Without skipping a line, reproduce the entries exactly.

:: Data to examine

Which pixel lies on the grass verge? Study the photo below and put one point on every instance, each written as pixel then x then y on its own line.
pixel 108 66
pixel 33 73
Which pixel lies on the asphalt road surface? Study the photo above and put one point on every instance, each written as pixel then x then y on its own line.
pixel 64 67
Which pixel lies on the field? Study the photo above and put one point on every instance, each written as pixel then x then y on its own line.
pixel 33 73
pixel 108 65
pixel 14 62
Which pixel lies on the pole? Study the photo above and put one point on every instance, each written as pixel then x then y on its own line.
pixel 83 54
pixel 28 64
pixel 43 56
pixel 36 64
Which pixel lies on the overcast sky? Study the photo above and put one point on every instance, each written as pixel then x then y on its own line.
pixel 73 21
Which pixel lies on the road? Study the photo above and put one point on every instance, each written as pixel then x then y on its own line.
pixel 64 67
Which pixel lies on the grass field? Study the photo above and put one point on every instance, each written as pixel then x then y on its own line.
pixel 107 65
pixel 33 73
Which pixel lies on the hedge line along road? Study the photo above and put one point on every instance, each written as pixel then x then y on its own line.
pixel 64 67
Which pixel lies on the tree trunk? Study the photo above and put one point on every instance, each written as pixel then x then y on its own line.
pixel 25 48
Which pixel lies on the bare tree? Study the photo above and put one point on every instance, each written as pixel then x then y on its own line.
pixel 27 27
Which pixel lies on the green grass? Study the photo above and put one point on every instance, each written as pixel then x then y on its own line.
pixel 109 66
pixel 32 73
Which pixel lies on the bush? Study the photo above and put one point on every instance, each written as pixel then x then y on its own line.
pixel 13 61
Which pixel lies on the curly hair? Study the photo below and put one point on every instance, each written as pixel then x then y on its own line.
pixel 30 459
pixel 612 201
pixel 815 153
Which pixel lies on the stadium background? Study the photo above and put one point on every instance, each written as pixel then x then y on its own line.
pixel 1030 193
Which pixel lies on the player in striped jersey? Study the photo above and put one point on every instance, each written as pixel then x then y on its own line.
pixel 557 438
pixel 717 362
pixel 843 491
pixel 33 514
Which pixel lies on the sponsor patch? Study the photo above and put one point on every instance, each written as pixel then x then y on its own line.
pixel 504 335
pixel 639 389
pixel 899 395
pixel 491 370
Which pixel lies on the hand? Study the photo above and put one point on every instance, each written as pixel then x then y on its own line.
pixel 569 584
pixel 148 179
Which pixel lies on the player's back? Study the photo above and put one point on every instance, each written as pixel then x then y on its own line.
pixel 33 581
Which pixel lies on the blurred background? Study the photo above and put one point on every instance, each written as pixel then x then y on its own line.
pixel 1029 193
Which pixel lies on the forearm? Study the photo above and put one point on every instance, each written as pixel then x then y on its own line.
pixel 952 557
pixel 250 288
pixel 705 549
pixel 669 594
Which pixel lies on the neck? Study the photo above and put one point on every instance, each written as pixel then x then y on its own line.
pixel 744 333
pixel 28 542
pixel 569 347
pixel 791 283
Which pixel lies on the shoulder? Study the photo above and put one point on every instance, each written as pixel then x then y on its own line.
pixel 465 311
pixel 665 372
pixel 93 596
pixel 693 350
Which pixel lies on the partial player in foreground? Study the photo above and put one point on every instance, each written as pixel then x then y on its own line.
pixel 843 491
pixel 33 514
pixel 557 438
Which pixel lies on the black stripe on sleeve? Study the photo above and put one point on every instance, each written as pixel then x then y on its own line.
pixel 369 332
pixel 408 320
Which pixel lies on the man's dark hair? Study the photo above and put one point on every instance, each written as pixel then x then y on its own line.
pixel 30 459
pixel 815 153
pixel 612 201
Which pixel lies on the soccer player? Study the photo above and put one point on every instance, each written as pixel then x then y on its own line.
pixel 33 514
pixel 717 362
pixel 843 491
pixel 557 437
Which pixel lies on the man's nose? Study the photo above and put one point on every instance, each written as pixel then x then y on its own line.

::::

Solution to this task =>
Which pixel lies on the grass verge? Study the photo below and put one point on every instance, each written as pixel then x then y on its own line.
pixel 108 66
pixel 33 73
Which pixel lies on the asphalt road surface? Study the photo above and put one point on every instance, each written as pixel then x then y on its own line.
pixel 64 67
Which pixel lies on the field? Study the photo above and put one point on every instance, each written as pixel then x then y on its own line.
pixel 33 73
pixel 108 65
pixel 14 62
Which pixel lies on the pole? Study the photo above and put one point on every instance, each written as pixel then x then y on its own line.
pixel 83 54
pixel 28 64
pixel 43 56
pixel 36 64
Which pixel lies on the overcast sky? Study the photo above and put one point on every instance, each written as pixel then x then y on its own line.
pixel 73 21
Which pixel lies on the road? Study the photo above and put one point on every instance, each written as pixel then x then y on its own line.
pixel 64 67
Which pixel lies on the grass field? Study the photo above and put one point on every instance, each written as pixel then x then y on its own line.
pixel 107 65
pixel 33 73
Which pixel lies on the hedge line along road? Study the photo above and put one point on every instance, each written as pixel then x then y on its own line.
pixel 64 67
Which pixel lies on the tree trunk? Study the photo above and put one point on every instance, each written as pixel then x then y on its own line.
pixel 25 48
Which pixel lies on the bare tree? Study the photo above and put one point on every instance, each written as pixel then x then y on its own line.
pixel 27 27
Which pixel lies on the green grass? Study the photo above and put one point on every instance, each written as pixel then x then y on its own line.
pixel 109 66
pixel 32 73
Which pixel lies on the bush? Study the photo above and put one point on every instance, each written as pixel then x then y on its own line.
pixel 13 61
Which pixel lies on the curly hair? Study the photo below and put one point on every instance, each written as pixel then x then y on its own line.
pixel 30 459
pixel 612 201
pixel 815 153
Which pixel lies on the stadium background? Study the photo above and put one point on every instance, each written as pixel then x then y on its own line.
pixel 1030 193
Which pixel lies on the player in striped jersey? Study the photo above and put one point on every instance, each written as pixel then x then y on its own line.
pixel 557 438
pixel 717 362
pixel 843 491
pixel 33 514
Which pixel lies on the sponsor patch? Study the photo above and put one point on every instance, each written as pixel then x then y on its own line.
pixel 504 335
pixel 639 389
pixel 899 395
pixel 491 370
Which pixel lies on the hand? Study the photo above and put one point on every instance, each written as pixel then x then y on its own line.
pixel 569 584
pixel 148 179
Which pixel lies on the player's back? Study the photo above and put one point on every instance, each written as pixel then x then y on its own line.
pixel 33 581
Which pixel lies on the blurred background? Study the photo above and put one point on every instance, each written as pixel then x then y on its own line.
pixel 1029 193
Which pixel lies on the forearm? Study the photo above and put one point on every instance, each written as pixel then x then y on its own line.
pixel 952 557
pixel 250 288
pixel 705 549
pixel 669 594
Which pixel lies on the neck? Study the photo above and put one point on every instance, each written as pixel then x then y on its own line.
pixel 744 333
pixel 28 542
pixel 569 347
pixel 791 283
Which pixel lies on the shoulder? Study the photo above and put one point on every instance, each written as pixel then x then y on its own line.
pixel 465 311
pixel 665 372
pixel 93 596
pixel 693 350
Which pixel lies on the partial player in foreground? Study the photo above and put one point on every instance, each written as pixel then x then y on its own line.
pixel 843 491
pixel 33 514
pixel 557 438
Which pixel lies on the black stripe on sleeve? Study the photo above and put one point on every instance, each written as pixel then x then y on its own line.
pixel 369 332
pixel 408 320
Which pixel lies on the man's dark hair? Study the photo above and put one point on every instance, each written as pixel then x then y on its own line.
pixel 30 459
pixel 815 153
pixel 612 201
Which pixel lies on the soccer player? Study the photo above and put one point on every instance, each written as pixel then x then y on its own line.
pixel 33 514
pixel 717 362
pixel 843 491
pixel 557 437
Which pixel lies on the man's nose? Study the photo above and put one point on every instance, each written as pixel then x then y on its own line.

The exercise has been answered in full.